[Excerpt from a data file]

══════════

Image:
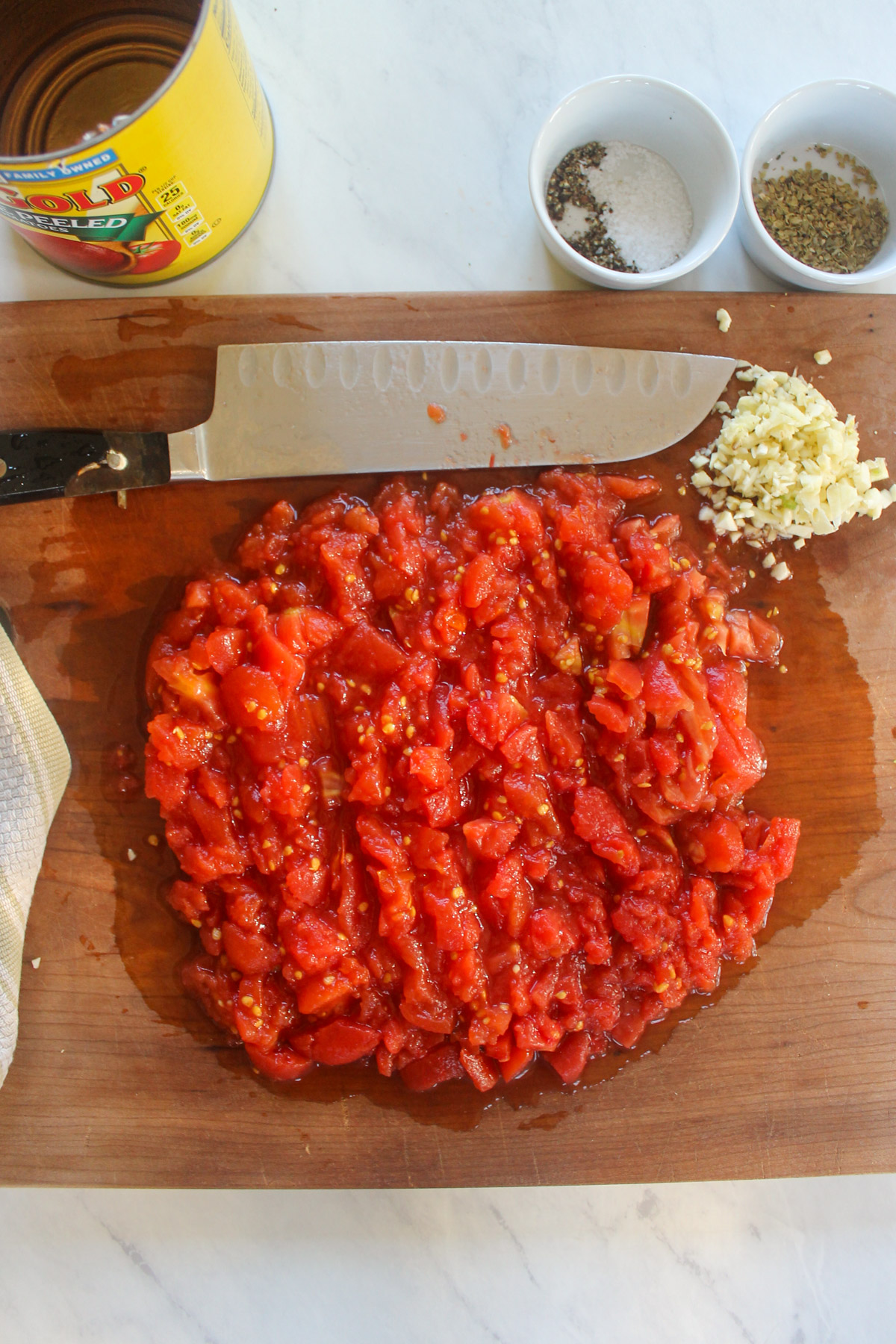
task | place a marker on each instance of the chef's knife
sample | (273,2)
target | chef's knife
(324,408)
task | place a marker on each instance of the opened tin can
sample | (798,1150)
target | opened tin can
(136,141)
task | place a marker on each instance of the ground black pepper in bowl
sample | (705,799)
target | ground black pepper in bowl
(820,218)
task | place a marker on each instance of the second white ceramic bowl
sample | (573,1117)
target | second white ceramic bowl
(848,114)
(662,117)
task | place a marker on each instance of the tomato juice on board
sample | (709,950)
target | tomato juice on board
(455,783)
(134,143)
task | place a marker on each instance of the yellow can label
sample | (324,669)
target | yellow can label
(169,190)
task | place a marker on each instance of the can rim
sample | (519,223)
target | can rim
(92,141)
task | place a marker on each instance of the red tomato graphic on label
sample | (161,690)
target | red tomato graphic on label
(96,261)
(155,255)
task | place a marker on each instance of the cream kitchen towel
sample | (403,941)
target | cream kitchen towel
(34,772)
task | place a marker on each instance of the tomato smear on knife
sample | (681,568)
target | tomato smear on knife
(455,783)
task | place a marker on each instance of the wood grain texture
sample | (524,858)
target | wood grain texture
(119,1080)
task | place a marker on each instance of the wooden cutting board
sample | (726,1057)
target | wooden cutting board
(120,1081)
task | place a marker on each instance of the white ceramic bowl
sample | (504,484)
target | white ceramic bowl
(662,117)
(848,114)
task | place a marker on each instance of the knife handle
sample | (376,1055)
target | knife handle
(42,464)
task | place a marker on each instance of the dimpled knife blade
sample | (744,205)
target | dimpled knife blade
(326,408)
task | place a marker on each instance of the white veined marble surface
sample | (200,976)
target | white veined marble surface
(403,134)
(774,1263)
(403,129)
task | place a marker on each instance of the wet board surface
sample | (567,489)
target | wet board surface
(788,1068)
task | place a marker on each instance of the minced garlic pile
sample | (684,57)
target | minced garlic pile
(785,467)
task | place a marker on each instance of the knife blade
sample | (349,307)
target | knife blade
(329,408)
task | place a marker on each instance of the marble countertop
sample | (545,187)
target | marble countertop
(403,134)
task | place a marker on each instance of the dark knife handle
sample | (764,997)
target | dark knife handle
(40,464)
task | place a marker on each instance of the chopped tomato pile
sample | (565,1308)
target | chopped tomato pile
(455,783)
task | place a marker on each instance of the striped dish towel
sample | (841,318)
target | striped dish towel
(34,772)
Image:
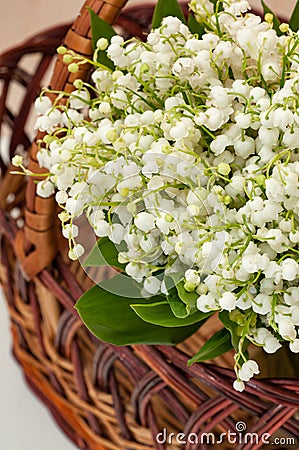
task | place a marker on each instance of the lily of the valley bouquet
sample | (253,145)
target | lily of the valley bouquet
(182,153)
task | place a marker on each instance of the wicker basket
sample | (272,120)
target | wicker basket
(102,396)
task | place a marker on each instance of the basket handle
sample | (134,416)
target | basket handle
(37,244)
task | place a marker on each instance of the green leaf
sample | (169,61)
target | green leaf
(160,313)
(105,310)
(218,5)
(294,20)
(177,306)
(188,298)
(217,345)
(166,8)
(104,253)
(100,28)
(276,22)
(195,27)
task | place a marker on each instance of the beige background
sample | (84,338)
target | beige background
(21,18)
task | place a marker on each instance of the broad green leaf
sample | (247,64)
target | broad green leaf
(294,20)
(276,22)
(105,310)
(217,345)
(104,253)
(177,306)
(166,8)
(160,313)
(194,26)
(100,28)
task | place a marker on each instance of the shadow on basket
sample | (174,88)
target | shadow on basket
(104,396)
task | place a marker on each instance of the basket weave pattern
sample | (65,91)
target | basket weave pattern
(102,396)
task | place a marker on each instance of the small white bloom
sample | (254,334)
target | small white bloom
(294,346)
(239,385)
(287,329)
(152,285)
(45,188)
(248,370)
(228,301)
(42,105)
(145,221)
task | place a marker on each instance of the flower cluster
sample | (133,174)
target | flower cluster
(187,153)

══════════

◆ Problem description: Rewrite the entire listing above, replacing "place a marker" with "put a pin" wherever it occurs and changing nothing else. Leave the pictures out.

◆ Solution to this problem:
Image:
task | put a pin on each instance of the chef's knife
sample | (273,2)
target | chef's knife
(324,408)
task | put a pin on each instance of the opened tin can
sample | (798,1150)
target | opened tin can
(136,141)
task | put a pin on each instance of the ground black pepper in bowl
sample | (705,799)
target | ground black pepper in bowl
(820,218)
task | put a pin on each instance of the second white ceramic bowl
sample | (573,1117)
target | second white ceramic bowl
(848,114)
(662,117)
task | put a pin on each instance of the tomato juice on board
sample | (709,950)
target | tomato juice on board
(455,783)
(134,143)
task | put a pin on each instance of the yellow can label
sample | (324,669)
target | yellow can label
(169,190)
task | put a pin on each instance of the can rim
sample | (519,223)
target | can rim
(92,141)
task | put a pin on each instance of the red tomato graphic on label
sample | (161,690)
target | red tomato graphic on label
(96,261)
(155,255)
task | put a pin on each instance of the cream kitchen towel
sample | (403,941)
target | cream kitchen towel
(34,772)
task | put a pin on each instance of the tomato smear on knife
sample | (681,568)
target | tomato smear on knife
(455,783)
task | put a pin on each instance of the wood grain texture
sample | (524,858)
target | wood grain texture
(119,1080)
task | put a pin on each instance of the wooden cutting board
sample | (726,1057)
target | wooden cutting board
(120,1081)
task | put a pin on each instance of the white ceramic bowl
sample | (504,484)
target | white ceramic bowl
(662,117)
(848,114)
task | put a pin on each instance of the knife handle
sample | (376,1055)
target | knife handle
(42,464)
task | put a pin on each instance of the dimpled knife blade
sample | (744,205)
target | dimpled knife blade
(326,408)
task | put a pin on each instance of the white veined marble surface
sample | (200,976)
target | white veined marble surface
(403,134)
(774,1263)
(403,129)
task | put a pin on each instance of the wet board surface
sample | (567,489)
target | wet board surface
(788,1068)
task | put a pin on each instance of the minced garlic pile
sample | (684,57)
target | minced garlic pile
(785,467)
task | put a pin on each instance of the knife blade
sample | (349,307)
target | knife blade
(329,408)
task | put a pin on each instance of the marble countertop
sample | (545,187)
target | marble countertop
(403,134)
task | put a pin on each instance of the dark knife handle
sample | (764,997)
target | dark knife handle
(40,464)
task | put a pin on each instance of the chopped tomato pile
sample | (565,1308)
target | chopped tomato pile
(455,783)
task | put a pin on each instance of the striped dish towel
sample | (841,318)
target | striped dish towel
(34,772)
Image:
task | put a pin on each instance of the lily of the valley bouquet
sample | (253,145)
target | lily of the valley bouquet
(182,153)
task | put a pin on each instance of the wicker basket
sample | (272,120)
target | wicker basket
(102,396)
task | put a pin on each instance of the basket handle
sample | (134,416)
target | basket handle
(37,244)
task | put a pin on each instance of the green leaf
sample | (169,61)
target | green leaf
(160,313)
(105,310)
(218,5)
(294,20)
(177,306)
(188,298)
(217,345)
(166,8)
(104,253)
(100,28)
(276,22)
(195,27)
task | put a pin on each instance of the beige background
sample | (84,338)
target | beige background
(21,18)
task | put a pin on each instance of the broad green leaf
sample | (247,64)
target | broad green leaf
(294,20)
(276,22)
(105,310)
(217,345)
(104,253)
(177,306)
(166,8)
(160,313)
(194,26)
(100,28)
task | put a pin on each instance of the shadow on basket
sample | (174,88)
target | shadow on basket
(104,396)
task | put a pin on each instance of the basket weave pattern
sample | (65,91)
target | basket weave pattern
(102,396)
task | put a pin on each instance of the small white bloom
sample | (254,334)
target | small white bloom
(294,346)
(239,385)
(287,329)
(152,285)
(45,188)
(248,370)
(228,301)
(42,105)
(145,221)
task | put a pin on each instance of the flower cluster
sample | (133,174)
target | flower cluster
(187,153)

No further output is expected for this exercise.